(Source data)
━━━━━━━━━━━━━━━━━━━━━━━━━━━━━━

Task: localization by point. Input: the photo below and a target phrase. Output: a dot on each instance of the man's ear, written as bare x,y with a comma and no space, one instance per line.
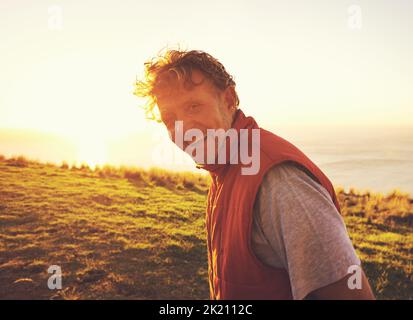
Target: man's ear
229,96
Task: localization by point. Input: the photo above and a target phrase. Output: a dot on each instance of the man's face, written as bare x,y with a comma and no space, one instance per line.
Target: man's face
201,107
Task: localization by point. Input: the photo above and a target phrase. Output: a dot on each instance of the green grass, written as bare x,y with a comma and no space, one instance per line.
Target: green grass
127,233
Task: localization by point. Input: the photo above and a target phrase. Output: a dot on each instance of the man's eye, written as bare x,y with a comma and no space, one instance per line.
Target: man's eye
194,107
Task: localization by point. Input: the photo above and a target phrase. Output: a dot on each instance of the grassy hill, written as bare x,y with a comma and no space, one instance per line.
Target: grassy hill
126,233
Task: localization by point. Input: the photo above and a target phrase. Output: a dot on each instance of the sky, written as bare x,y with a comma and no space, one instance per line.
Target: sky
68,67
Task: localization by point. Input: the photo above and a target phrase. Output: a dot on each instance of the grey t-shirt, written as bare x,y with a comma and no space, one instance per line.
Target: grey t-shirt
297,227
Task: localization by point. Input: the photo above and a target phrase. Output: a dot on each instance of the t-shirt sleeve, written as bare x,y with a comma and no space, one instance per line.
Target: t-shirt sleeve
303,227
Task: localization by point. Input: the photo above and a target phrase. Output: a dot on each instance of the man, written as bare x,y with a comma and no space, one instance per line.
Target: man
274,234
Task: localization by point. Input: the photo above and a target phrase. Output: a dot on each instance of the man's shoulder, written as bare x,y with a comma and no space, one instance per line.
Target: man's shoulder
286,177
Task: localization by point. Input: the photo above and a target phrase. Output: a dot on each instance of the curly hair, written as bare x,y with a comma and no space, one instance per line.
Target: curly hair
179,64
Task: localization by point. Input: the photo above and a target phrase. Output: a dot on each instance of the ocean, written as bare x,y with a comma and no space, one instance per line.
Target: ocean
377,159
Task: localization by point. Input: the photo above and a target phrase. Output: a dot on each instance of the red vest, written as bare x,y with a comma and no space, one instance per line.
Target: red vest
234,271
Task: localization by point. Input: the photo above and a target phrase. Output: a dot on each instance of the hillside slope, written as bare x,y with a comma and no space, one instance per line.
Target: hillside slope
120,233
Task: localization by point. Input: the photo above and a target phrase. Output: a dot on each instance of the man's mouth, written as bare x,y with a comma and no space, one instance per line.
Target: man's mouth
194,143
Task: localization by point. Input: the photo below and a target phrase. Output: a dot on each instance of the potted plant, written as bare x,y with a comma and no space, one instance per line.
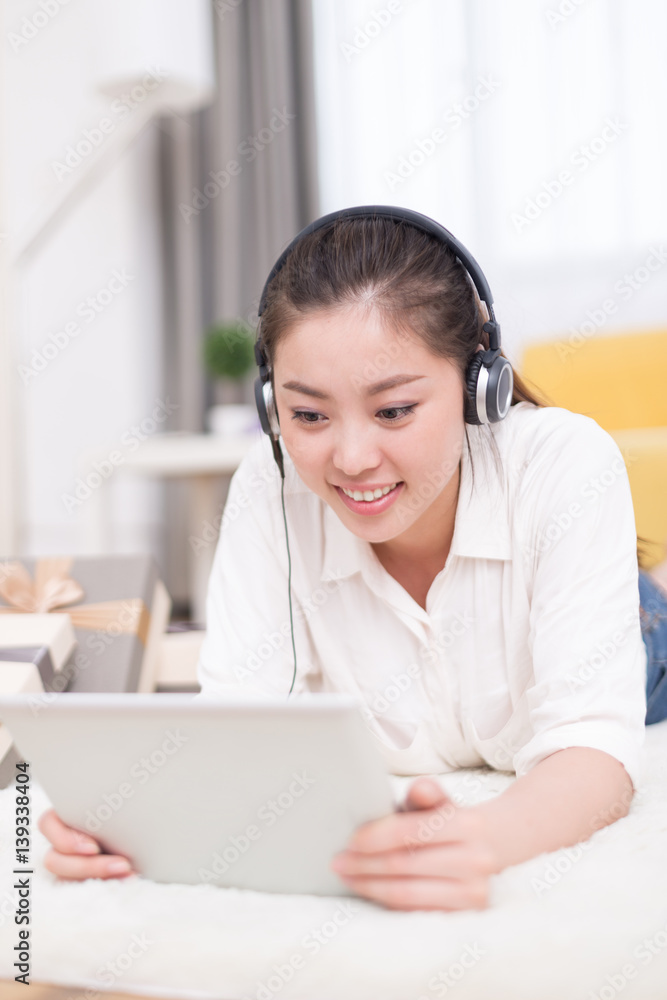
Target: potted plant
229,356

━━━━━━━━━━━━━━━━━━━━━━━━━━━━━━

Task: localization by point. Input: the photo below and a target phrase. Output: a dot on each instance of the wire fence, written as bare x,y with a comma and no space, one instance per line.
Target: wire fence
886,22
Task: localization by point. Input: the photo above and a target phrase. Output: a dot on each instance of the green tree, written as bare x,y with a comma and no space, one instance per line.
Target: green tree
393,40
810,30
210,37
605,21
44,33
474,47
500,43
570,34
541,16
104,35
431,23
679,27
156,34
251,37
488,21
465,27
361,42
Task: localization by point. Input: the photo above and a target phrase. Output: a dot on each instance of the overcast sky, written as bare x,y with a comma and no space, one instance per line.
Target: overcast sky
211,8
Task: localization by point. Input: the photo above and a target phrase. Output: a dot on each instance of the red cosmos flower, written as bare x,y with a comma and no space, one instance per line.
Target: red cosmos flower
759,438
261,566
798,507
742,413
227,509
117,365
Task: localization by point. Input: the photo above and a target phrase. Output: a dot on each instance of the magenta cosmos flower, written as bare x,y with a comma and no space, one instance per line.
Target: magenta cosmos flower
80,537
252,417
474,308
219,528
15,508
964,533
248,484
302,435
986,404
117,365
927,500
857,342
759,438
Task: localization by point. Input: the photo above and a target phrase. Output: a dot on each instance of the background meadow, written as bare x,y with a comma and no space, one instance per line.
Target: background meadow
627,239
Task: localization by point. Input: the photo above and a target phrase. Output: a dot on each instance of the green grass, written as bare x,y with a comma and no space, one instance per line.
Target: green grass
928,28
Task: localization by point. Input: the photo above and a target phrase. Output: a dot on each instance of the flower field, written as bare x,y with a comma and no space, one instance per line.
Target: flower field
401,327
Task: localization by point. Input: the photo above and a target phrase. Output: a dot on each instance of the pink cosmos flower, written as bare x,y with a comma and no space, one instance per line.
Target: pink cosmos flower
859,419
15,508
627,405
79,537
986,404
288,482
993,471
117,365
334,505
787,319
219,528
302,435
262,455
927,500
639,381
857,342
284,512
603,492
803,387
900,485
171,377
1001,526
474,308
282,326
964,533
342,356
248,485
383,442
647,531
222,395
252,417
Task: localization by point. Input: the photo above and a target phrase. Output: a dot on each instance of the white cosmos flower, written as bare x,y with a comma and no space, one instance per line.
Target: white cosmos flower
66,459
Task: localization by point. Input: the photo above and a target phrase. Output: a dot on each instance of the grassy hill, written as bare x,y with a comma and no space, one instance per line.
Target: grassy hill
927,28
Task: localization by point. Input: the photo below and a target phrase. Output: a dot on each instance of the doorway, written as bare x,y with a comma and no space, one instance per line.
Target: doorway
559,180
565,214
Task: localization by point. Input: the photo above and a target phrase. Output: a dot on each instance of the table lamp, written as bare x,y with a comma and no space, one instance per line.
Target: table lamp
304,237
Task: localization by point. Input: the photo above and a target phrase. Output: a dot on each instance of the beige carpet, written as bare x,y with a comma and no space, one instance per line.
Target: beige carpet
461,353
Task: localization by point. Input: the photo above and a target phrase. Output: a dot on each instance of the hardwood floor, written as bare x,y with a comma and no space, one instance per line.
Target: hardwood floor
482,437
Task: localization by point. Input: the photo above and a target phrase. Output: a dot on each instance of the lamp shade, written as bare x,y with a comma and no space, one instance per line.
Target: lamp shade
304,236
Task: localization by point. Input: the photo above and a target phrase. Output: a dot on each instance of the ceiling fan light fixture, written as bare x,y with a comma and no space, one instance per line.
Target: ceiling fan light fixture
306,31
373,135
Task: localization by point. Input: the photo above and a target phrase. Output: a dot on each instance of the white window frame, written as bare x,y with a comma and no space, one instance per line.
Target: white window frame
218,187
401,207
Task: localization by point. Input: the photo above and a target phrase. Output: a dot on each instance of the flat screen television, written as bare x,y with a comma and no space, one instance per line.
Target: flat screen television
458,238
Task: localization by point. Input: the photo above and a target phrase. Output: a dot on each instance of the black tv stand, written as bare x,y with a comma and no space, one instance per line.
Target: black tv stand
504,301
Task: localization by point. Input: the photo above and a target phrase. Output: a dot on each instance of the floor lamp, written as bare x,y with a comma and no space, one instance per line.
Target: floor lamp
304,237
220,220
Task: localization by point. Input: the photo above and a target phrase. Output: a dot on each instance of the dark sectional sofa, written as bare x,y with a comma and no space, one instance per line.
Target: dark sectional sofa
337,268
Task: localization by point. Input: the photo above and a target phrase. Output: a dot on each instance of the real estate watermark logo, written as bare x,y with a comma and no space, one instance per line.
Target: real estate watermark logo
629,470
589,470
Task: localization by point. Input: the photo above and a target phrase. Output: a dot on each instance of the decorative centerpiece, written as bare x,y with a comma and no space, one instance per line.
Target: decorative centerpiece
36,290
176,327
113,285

━━━━━━━━━━━━━━━━━━━━━━━━━━━━━━

## Written request
Collect every line of the source data above that contains the string "sleeve", matching case exactly.

## Response below
Task: localization by point. Input: the photo above and a target phrase. Output: a dot on each instance of the t-shirt sleeve, written as bare x,y with a comma and no space, one instance per line.
Target: t-shirt sleeve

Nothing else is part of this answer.